*** Opening of SOURCE EXTRACT ***

My love for changing seasons does come with some difficulties, and ones that, before I met Eamonn, I often overlooked. Winter is especially challenging for him, particularly as a teacher for young children. We all know about this year’s flu epidemic, and I certainly hope that you all got a flu shot. As it is, staying healthy during the winter is hard—a common cold is inevitable. The flu is always a threat, but this year it became more of one, and as Eamonn is with children everyday, all day he is on alert constantly. I, too, am on high alert because having to take the train to work everyday with people wiping their noses and then holding on to the bar is a great way to spread germs.

 

 

Before I met Eamonn, I never thought too much about getting sick, and lucky for me, I have a strong immune system. But I remember quite well the first time I got sick while dating Eamonn—we were living in Chicago and our apartments were about 5 miles from one another. I had a slight fever and he would not come over to comfort me because he knew he couldn’t risk getting sick. I, however, thought he was being an asshole. Eventually, with enough persistence and begging, he came over with hot soup (he really is the best). I’ll never forget it because he ended up staying over to make sure I was ok, and we fell asleep holding hands, on my L-shaped couches.

*** Close of SOURCE EXTRACT ***
*** Opening of SUPPLIED DATA ***

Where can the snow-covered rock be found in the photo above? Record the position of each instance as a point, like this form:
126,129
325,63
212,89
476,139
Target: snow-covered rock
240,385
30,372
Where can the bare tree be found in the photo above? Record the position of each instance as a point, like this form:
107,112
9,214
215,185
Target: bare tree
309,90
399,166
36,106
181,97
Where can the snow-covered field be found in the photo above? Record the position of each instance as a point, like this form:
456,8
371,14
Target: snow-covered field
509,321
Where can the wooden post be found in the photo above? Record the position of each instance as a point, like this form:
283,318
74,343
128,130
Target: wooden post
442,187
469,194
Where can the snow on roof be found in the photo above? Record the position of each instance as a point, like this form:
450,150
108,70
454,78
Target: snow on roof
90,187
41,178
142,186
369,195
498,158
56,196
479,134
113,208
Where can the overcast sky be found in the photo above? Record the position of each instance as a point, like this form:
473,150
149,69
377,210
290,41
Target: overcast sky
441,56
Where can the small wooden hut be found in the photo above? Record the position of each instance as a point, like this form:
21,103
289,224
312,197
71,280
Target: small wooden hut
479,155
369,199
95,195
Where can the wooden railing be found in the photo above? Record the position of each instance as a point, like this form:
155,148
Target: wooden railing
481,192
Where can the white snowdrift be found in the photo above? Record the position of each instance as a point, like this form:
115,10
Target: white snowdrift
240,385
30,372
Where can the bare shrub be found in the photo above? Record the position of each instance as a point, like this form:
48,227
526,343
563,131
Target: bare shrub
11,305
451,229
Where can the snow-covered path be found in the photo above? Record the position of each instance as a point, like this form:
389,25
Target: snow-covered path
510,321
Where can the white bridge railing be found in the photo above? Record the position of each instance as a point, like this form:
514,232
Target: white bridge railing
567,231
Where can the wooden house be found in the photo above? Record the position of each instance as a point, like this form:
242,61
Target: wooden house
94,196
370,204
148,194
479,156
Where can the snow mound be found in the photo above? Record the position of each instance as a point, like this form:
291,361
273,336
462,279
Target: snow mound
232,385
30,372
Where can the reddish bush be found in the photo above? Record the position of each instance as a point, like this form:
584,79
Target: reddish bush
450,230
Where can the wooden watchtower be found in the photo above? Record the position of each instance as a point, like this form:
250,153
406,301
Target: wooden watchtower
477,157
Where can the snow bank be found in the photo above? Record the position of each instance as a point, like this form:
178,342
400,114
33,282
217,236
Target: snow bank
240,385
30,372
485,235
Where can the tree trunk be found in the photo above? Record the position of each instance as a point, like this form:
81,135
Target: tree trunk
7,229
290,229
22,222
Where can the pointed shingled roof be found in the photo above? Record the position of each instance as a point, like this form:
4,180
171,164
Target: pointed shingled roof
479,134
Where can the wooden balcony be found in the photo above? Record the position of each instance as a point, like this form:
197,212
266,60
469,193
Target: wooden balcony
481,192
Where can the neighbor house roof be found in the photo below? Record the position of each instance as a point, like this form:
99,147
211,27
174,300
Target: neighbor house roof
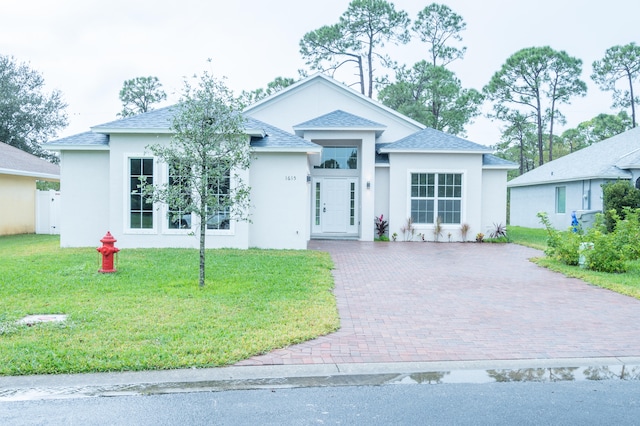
14,161
263,136
339,120
431,140
608,159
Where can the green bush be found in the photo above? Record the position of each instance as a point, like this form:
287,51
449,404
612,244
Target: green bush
617,196
611,251
562,246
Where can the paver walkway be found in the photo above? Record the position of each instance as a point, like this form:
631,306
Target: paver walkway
449,302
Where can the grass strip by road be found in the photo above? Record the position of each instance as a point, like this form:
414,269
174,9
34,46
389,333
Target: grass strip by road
151,314
627,283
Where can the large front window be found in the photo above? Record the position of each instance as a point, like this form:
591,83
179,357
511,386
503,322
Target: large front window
436,195
140,206
218,216
177,216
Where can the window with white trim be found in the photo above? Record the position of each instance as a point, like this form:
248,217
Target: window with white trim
219,217
177,217
561,199
436,195
140,206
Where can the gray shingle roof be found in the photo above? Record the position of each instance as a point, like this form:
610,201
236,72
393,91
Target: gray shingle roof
160,120
431,140
603,160
490,160
340,120
19,162
277,138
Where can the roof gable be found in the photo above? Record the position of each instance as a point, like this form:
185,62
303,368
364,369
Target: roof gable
431,140
607,159
318,95
339,120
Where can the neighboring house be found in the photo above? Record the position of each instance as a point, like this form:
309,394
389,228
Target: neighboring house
573,182
327,160
19,172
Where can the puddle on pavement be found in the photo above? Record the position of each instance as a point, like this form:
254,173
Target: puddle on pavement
563,374
615,372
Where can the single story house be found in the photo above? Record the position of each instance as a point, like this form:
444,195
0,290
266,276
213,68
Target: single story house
573,183
19,172
326,161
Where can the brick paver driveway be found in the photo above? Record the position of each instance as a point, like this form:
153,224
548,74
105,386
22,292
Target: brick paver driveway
449,302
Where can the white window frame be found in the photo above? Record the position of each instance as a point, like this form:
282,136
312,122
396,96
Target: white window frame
437,172
127,195
557,199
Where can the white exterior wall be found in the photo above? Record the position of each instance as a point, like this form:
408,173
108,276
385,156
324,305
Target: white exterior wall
84,203
402,165
382,191
494,200
366,170
527,201
124,147
280,198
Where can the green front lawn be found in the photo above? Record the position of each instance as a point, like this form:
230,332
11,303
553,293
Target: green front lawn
151,314
627,283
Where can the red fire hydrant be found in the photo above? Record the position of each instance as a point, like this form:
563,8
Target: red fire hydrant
108,251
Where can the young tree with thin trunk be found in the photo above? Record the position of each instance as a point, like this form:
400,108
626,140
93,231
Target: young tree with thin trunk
619,63
207,154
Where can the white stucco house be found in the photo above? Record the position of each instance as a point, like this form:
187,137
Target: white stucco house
327,160
573,183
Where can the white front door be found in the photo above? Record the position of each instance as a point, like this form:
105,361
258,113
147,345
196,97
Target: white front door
335,206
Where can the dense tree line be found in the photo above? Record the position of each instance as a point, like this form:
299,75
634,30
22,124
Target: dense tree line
527,93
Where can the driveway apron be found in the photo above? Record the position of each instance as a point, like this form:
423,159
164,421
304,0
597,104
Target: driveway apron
412,302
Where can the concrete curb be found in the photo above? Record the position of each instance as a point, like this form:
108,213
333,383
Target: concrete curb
16,388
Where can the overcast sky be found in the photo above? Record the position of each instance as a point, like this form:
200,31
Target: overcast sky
88,48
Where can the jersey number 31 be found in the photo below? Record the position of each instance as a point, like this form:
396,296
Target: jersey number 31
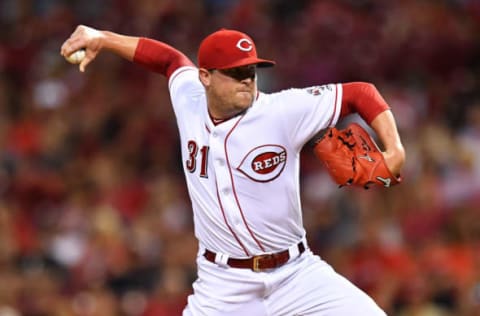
191,163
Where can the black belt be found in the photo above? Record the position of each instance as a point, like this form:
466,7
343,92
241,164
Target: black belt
260,262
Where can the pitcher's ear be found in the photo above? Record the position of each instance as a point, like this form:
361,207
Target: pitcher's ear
205,76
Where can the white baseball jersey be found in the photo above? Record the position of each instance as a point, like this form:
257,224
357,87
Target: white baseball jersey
243,174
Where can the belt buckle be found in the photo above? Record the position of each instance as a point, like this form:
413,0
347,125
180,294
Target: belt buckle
256,261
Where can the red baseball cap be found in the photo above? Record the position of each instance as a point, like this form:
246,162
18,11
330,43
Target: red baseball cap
225,49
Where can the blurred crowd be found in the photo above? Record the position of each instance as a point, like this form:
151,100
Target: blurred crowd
94,214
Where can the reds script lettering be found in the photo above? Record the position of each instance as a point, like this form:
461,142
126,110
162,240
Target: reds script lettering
266,162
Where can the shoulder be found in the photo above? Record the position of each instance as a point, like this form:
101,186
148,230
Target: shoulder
184,80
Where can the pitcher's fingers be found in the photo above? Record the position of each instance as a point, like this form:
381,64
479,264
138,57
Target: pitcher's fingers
72,45
88,58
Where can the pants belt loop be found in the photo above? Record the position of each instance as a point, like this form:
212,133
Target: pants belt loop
221,259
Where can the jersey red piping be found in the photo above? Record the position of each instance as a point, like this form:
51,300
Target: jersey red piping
233,185
226,223
334,106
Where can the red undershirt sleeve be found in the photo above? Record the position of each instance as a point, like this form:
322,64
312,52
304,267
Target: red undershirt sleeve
362,98
159,57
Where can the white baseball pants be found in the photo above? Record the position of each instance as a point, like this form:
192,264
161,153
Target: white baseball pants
305,286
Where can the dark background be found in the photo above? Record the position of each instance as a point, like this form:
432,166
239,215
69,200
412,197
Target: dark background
94,215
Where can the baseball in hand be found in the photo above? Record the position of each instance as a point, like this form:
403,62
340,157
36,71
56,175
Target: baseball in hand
76,57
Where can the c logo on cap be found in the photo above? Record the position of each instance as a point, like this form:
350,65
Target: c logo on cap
245,45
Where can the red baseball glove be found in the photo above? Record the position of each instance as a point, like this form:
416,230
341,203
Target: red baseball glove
353,158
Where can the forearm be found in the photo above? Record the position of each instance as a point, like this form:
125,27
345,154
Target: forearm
159,57
154,55
121,45
386,129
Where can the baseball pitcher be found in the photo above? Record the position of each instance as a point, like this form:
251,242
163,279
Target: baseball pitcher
240,153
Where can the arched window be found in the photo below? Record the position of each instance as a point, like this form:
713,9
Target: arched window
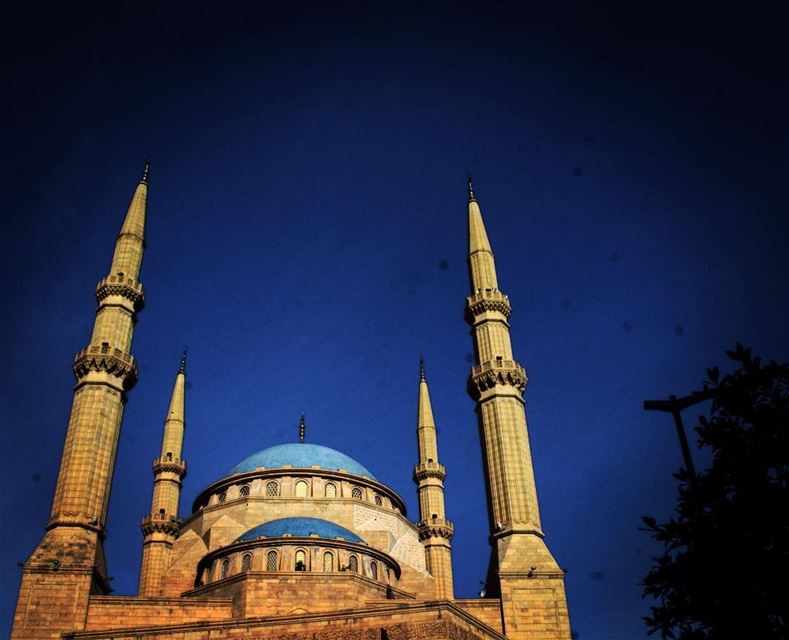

*** Close of SUPPLIED DATA ***

#### REQUIRED ACTIONS:
1. List every illness or symptom mentioned in the passage about winter sickness.
2. Pick up the passage about winter sickness after its final sentence and continue it.

#### RESULTS BY TASK:
1.
- the flu (including this year's flu epidemic)
- a common cold
- a slight fever

2.
I learned quickly that, though none of us want to get sick, if Eamonn gets sick it usually becomes more severe, and he can end up in the hospital, so he takes many precautions. For me, one of the hardest parts about getting sick is how careful I need to be around him. Earlier this winter I got the inevitable common cold, which lasted for a couple of weeks. During that time Eamonn and I couldn’t kiss each other goodnight or good morning or at all, we had to be extra careful about making sure we didn’t share drinking glasses or utensils, and I tried not to get too close to him as we slept in bed. It sounds small, but not kissing your husband for two weeks (especially when it’s my husband!) is a challenge, but giving him my sickness would be a lot tougher.

 

 

The winter is also challenging because with it comes more physical needs that most of us do not think about. As I

Eamonn "shoveling"

Eamonn “shoveling”

write this, I am listening to the bulldozer on our street making a first attempt to clear away the snow. Even that machine is struggling to do so. I cannot help but to think about, and dread, what all of this snow means if we want to eventually go somewhere—a lot of shoveling out our two cars on the street. For the average human being, shoveling can be quite strenuous, especially in two feet of snow. As a strong, muscular woman, I have no problem taking the burden of this work from Eamonn, but I know he wants to help and not assume I will do it on my own.

 

 

Another physical challenge that snow brings to Eamonn is simply walking. I know it sounds silly, but it really does become more of a hassle for him to walk in the winter. Not only is it cold (though he insists colder makes it easier for him to breathe) but with a lot of snow to walk through it becomes more strenuous. Usually we do not have two feet of snow, but when we do Eamonn dreads it even more than most of us.  But because he’s such a trooper, he just increases his oxygen flow and gets going!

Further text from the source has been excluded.